__Instrucciones de la tarea__:
Duplica sin ningún cambio todas las líneas de los ítems que siguen.

Ítems de etiquetado por segmentación:
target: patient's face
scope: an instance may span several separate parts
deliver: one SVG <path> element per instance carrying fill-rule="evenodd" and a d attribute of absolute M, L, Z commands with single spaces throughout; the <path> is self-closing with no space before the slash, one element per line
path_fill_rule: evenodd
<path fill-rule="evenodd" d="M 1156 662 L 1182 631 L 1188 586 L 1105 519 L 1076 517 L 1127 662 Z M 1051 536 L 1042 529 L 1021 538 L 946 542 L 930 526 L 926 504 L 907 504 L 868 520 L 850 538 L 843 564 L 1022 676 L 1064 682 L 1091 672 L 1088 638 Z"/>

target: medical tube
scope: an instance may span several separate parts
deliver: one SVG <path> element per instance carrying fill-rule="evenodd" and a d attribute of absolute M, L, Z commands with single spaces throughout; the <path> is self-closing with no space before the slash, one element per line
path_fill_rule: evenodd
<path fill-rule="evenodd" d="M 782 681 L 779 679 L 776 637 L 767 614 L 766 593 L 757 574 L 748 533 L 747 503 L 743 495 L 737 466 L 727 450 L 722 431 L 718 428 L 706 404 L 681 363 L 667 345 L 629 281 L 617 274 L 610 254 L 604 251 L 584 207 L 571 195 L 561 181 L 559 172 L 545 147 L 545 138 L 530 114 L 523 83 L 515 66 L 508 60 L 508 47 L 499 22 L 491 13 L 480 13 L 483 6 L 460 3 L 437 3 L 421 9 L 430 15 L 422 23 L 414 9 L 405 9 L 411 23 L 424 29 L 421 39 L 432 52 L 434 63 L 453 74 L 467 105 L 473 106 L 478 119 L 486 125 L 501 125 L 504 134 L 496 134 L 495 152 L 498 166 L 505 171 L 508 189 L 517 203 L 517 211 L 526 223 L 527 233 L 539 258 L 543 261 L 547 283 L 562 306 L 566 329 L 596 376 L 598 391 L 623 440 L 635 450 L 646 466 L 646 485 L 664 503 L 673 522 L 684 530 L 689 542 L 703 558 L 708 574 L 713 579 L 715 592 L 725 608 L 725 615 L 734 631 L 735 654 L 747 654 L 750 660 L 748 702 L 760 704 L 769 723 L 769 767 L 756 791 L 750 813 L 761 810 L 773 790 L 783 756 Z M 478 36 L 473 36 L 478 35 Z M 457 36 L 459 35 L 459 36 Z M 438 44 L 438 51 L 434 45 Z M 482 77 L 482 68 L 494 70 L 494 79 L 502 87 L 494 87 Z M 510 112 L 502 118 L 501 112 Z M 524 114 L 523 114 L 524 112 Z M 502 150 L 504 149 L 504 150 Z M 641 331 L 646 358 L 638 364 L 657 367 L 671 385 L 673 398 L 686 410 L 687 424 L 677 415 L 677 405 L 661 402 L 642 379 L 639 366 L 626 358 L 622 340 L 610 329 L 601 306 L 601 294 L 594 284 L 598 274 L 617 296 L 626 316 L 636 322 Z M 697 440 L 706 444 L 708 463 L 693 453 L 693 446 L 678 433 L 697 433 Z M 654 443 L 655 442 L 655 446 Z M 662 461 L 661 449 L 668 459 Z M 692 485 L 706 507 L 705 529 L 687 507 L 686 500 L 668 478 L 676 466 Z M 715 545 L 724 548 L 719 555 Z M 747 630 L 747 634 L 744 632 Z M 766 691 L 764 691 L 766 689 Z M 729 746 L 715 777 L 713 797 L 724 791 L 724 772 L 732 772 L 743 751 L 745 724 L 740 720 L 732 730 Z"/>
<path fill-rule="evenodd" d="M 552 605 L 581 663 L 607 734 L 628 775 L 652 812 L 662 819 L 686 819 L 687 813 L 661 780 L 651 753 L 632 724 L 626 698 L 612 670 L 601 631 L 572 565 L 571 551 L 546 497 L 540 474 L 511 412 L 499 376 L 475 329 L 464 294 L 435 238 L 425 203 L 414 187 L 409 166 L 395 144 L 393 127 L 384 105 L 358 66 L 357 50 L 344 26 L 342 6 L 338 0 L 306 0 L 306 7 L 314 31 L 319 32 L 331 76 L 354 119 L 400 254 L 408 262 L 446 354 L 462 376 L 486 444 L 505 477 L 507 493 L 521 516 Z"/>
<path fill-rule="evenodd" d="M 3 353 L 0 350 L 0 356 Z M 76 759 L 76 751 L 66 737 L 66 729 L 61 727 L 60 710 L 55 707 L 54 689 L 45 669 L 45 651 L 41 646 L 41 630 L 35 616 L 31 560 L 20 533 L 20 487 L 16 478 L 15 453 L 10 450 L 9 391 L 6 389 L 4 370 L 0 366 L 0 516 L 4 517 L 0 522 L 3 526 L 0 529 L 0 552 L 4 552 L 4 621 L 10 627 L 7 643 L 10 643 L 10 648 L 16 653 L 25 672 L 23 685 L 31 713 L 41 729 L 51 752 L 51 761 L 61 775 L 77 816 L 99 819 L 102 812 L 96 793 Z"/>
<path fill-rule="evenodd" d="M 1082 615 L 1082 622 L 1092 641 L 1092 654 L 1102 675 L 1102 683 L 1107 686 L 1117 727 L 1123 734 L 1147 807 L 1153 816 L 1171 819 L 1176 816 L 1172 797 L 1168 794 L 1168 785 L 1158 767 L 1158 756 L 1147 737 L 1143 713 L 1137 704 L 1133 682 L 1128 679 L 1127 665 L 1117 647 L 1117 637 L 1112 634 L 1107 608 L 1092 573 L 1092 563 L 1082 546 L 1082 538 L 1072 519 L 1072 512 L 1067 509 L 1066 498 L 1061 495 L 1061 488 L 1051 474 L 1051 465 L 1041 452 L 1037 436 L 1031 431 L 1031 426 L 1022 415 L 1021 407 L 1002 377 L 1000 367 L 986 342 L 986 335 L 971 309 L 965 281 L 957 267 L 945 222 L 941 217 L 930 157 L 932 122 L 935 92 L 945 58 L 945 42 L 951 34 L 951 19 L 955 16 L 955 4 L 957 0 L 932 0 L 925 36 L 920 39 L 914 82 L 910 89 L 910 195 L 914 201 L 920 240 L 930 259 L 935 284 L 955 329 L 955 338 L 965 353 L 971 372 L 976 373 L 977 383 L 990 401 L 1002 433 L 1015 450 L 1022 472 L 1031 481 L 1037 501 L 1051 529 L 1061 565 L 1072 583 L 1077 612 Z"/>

__Resultado del ejercicio__:
target: patient's face
scope: an instance may span several separate parts
deliver: one SVG <path> element per instance carrying fill-rule="evenodd" and a d attribute of absolute M, L, Z commands with single spaces throughout; the <path> is self-closing with no space before the slash, one element per line
path_fill_rule: evenodd
<path fill-rule="evenodd" d="M 1156 662 L 1182 631 L 1188 586 L 1105 519 L 1076 517 L 1127 662 Z M 1051 536 L 1042 529 L 1021 538 L 946 542 L 930 526 L 926 504 L 907 504 L 868 520 L 850 538 L 843 564 L 1022 676 L 1064 682 L 1091 672 L 1088 638 Z"/>

target: medical tube
scope: an instance may span several separate parts
deliver: one SVG <path> element per instance carrying fill-rule="evenodd" and a d attribute of absolute M, L, Z commands with single spaces throughout; the <path> is self-closing with no space before the slash, one element per line
path_fill_rule: evenodd
<path fill-rule="evenodd" d="M 782 681 L 779 679 L 776 637 L 767 614 L 766 593 L 757 574 L 748 533 L 747 503 L 743 495 L 737 466 L 727 450 L 722 431 L 718 428 L 706 404 L 681 363 L 667 345 L 629 281 L 617 274 L 610 254 L 604 251 L 584 207 L 571 195 L 561 181 L 559 172 L 545 147 L 545 138 L 530 114 L 523 83 L 515 66 L 508 60 L 508 47 L 499 22 L 491 13 L 480 13 L 483 6 L 460 3 L 437 3 L 421 9 L 430 15 L 422 23 L 414 9 L 405 9 L 411 23 L 424 29 L 421 39 L 432 52 L 434 63 L 453 74 L 467 105 L 473 106 L 478 119 L 486 125 L 501 125 L 504 134 L 496 134 L 495 152 L 498 166 L 505 171 L 508 189 L 517 203 L 517 211 L 526 223 L 527 233 L 539 258 L 543 261 L 547 283 L 562 306 L 566 329 L 596 376 L 598 391 L 623 440 L 635 450 L 646 466 L 646 485 L 664 503 L 673 522 L 684 530 L 689 542 L 703 558 L 708 574 L 713 579 L 715 592 L 725 608 L 725 615 L 734 631 L 735 654 L 747 654 L 750 660 L 748 702 L 760 704 L 769 723 L 769 767 L 756 791 L 750 813 L 761 810 L 773 790 L 783 756 Z M 478 36 L 473 36 L 478 35 Z M 457 36 L 459 35 L 459 36 Z M 438 44 L 438 51 L 434 45 Z M 482 77 L 482 68 L 494 70 L 494 79 L 502 87 L 494 87 Z M 510 112 L 502 118 L 501 112 Z M 524 114 L 523 114 L 524 112 Z M 502 150 L 504 149 L 504 150 Z M 641 331 L 646 358 L 638 364 L 657 367 L 671 385 L 673 398 L 686 410 L 687 424 L 677 415 L 677 405 L 661 402 L 642 379 L 639 366 L 626 358 L 622 340 L 610 329 L 601 306 L 601 294 L 594 284 L 598 274 L 617 296 L 626 316 L 636 322 Z M 697 440 L 706 444 L 708 463 L 693 453 L 693 446 L 678 433 L 697 433 Z M 654 443 L 655 442 L 655 446 Z M 662 461 L 661 449 L 668 459 Z M 692 485 L 706 507 L 705 529 L 687 507 L 686 500 L 668 478 L 676 466 Z M 715 545 L 724 548 L 719 555 Z M 747 630 L 747 634 L 744 632 Z M 766 691 L 764 691 L 766 689 Z M 729 746 L 715 777 L 713 797 L 724 791 L 724 772 L 732 772 L 743 751 L 745 724 L 740 720 L 732 730 Z"/>
<path fill-rule="evenodd" d="M 552 605 L 581 663 L 607 734 L 628 775 L 652 812 L 662 819 L 686 819 L 687 813 L 661 780 L 651 753 L 632 724 L 626 698 L 612 670 L 601 631 L 572 565 L 571 551 L 546 497 L 540 474 L 511 412 L 499 376 L 475 329 L 464 294 L 435 238 L 425 203 L 414 187 L 409 166 L 395 144 L 393 127 L 384 105 L 358 66 L 357 50 L 344 26 L 342 6 L 338 0 L 306 0 L 306 7 L 314 31 L 319 32 L 331 76 L 354 119 L 400 254 L 408 262 L 446 354 L 462 376 L 486 444 L 505 477 L 507 493 L 521 516 Z"/>
<path fill-rule="evenodd" d="M 3 353 L 0 350 L 0 356 Z M 76 759 L 76 751 L 66 737 L 66 729 L 61 727 L 60 710 L 55 707 L 54 689 L 45 669 L 45 651 L 41 646 L 41 630 L 35 616 L 31 560 L 20 533 L 20 487 L 16 478 L 15 453 L 10 450 L 9 391 L 6 389 L 4 370 L 0 366 L 0 516 L 4 517 L 0 522 L 3 526 L 0 529 L 0 552 L 4 552 L 4 621 L 10 627 L 7 643 L 10 643 L 10 648 L 16 653 L 25 672 L 23 685 L 31 713 L 41 729 L 51 752 L 51 761 L 61 775 L 77 816 L 99 819 L 102 812 L 96 793 Z"/>
<path fill-rule="evenodd" d="M 1082 615 L 1082 622 L 1092 641 L 1092 654 L 1102 675 L 1102 683 L 1107 686 L 1117 727 L 1123 734 L 1147 807 L 1153 816 L 1171 819 L 1176 816 L 1172 797 L 1168 794 L 1168 785 L 1158 767 L 1158 756 L 1147 737 L 1143 713 L 1137 704 L 1133 682 L 1128 679 L 1127 665 L 1117 647 L 1117 637 L 1112 634 L 1107 608 L 1092 573 L 1092 563 L 1082 546 L 1082 538 L 1072 519 L 1072 512 L 1067 509 L 1066 498 L 1061 495 L 1061 488 L 1051 474 L 1051 465 L 1041 452 L 1037 436 L 1031 431 L 1031 426 L 1022 415 L 1021 407 L 1002 377 L 1000 367 L 986 342 L 986 335 L 971 309 L 965 281 L 957 267 L 945 222 L 941 217 L 930 157 L 932 122 L 935 92 L 945 58 L 945 42 L 951 34 L 951 19 L 955 16 L 955 4 L 957 0 L 932 0 L 925 36 L 920 39 L 914 82 L 910 89 L 910 195 L 914 201 L 920 240 L 930 259 L 935 284 L 955 329 L 955 338 L 965 353 L 971 372 L 976 373 L 977 383 L 990 401 L 1002 433 L 1015 450 L 1022 472 L 1031 481 L 1037 501 L 1051 529 L 1061 565 L 1072 583 L 1077 612 Z"/>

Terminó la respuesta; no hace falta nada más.